Written problem A: According to the Tesuque article, in what year was the pueblo listed as a historic district on the National Register of Historic Places?

Tesuque  (Tewa: Tetsʼúgéh Ówîngeh / Tetsugé Oweengé ) is a census-designated place (CDP) in Santa Fe County, New Mexico, United States. It is part of the Santa Fe, New Mexico, Metropolitan Statistical Area. The population was 909 at the 2000 census. The area is separate from but located near Tesuque Pueblo, a member of the Eight Northern Pueblos, and the Pueblo people are from the Tewa ethnic group of Native Americans who speak the Tewa language. The pueblo was listed as a historic district on the National Register of Historic Places in 1973.

Geography
Tesuque is located at  (35.746069, -105.922108). According to the United States Census Bureau, the CDP has a total area of , all land. Camel Rock is a distinctive rock formation. The landmark is along U.S. Routes 84/285 across from the Camel Rock Studios owned by Tesuque Pueblo.

Demographics

As of the census of 2000, there were 909 people, 455 households, and 249 families residing in the CDP. The population density was 130.6 people per square mile (50.4/km). There were 541 housing units at an average density of 77.7 per square mile (30.0/km). The racial makeup of the CDP was 75.25% White, 0.44% African American, 0.44% Native American, 0.77% Asian, 18.37% from other races, and 4.73% from two or more races. Hispanic or Latino of any race were 35.64% of the population.

There were 455 households, out of which 16.7% had children under the age of 18 living with them, 43.5% were married couples living together, 8.1% had a female householder with no husband present, and 45.1% were non-families. 38.2% of all households were made up of individuals, and 8.8% had someone living alone who was 65 years of age or older. The average household size was 2.00 and the average family size was 2.61.

In the CDP, the population was spread out, with 14.7% under the age of 18, 4.7% from 18 to 24, 23.8% from 25 to 44, 41.3% from 45 to 64, and 15.5% who were 65 years of age or older. The median age was 48 years. For every 100 females, there were 89.0 males. For every 100 females age 18 and over, there were 88.6 males.

The median income for a household in the CDP was $36,029, and the median income for a family was $80,043. Males had a median income of $43,833 versus $42,650 for females. The per capita income for the CDP was $52,473. About 7.3% of families and 12.6% of the population were below the poverty line, including none of those under age 18 and 29.5% of those age 65 or over.

Education
It is within Santa Fe Public Schools.

Records for this task:

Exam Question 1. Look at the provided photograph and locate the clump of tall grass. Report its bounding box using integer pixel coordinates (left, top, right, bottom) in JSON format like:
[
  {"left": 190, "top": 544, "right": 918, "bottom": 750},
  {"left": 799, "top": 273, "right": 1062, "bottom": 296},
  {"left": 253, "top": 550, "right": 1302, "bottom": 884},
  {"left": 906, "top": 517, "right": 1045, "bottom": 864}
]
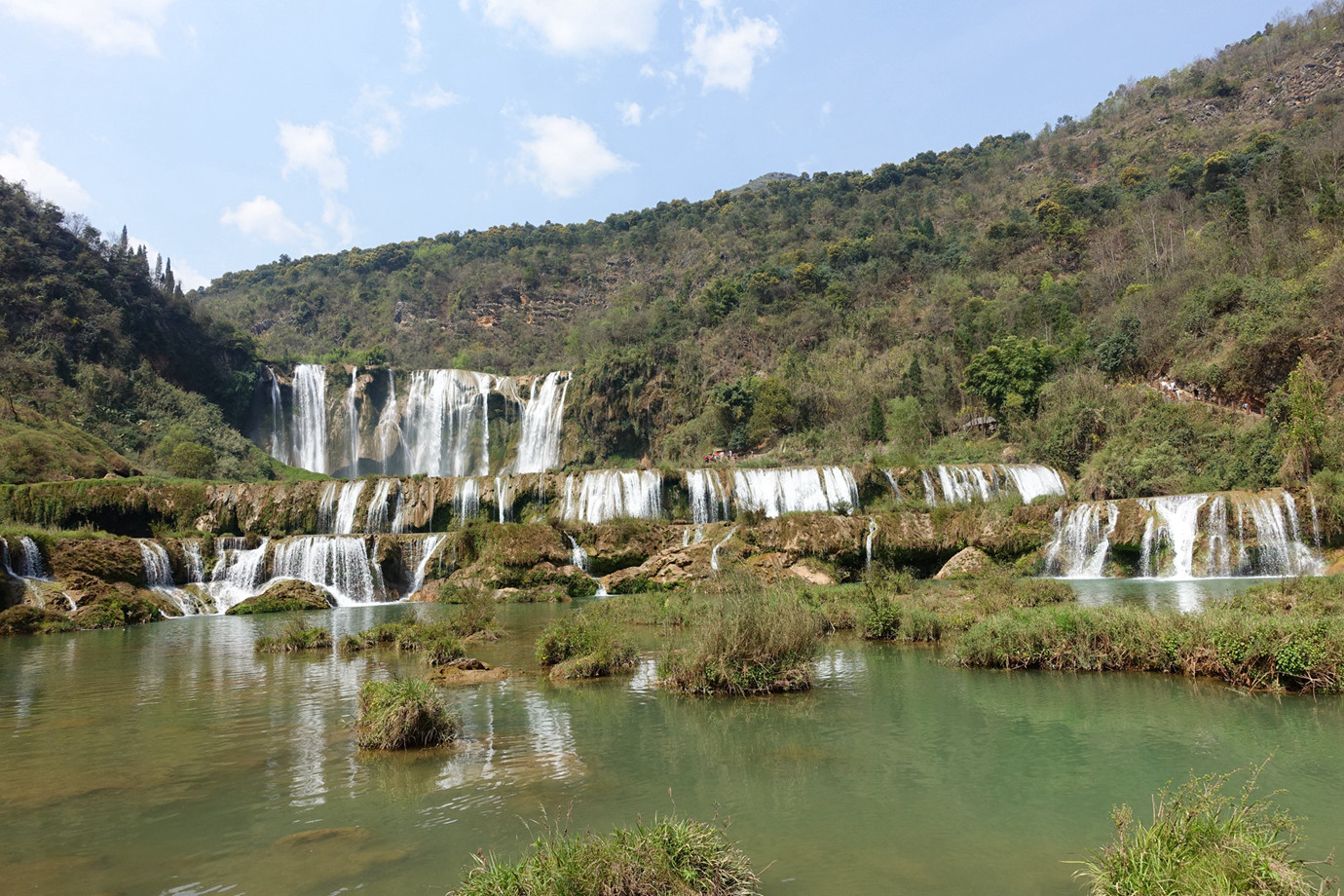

Written problem B: Rewrite the entries below the Tesuque article with "clump of tall grass" changed to "patch of reeds" and everything else kept the same. Omit the pictures from your answer.

Complete output A: 1973

Complete output B:
Exam Question 1. Look at the provided photograph and locate the patch of reeds. Report its bounding box using integer pixel coordinates (left, top, right, bottom) in JSON format like:
[
  {"left": 190, "top": 544, "right": 918, "bottom": 750},
  {"left": 799, "top": 273, "right": 1062, "bottom": 296},
  {"left": 253, "top": 550, "right": 1302, "bottom": 884},
  {"left": 906, "top": 517, "right": 1045, "bottom": 864}
]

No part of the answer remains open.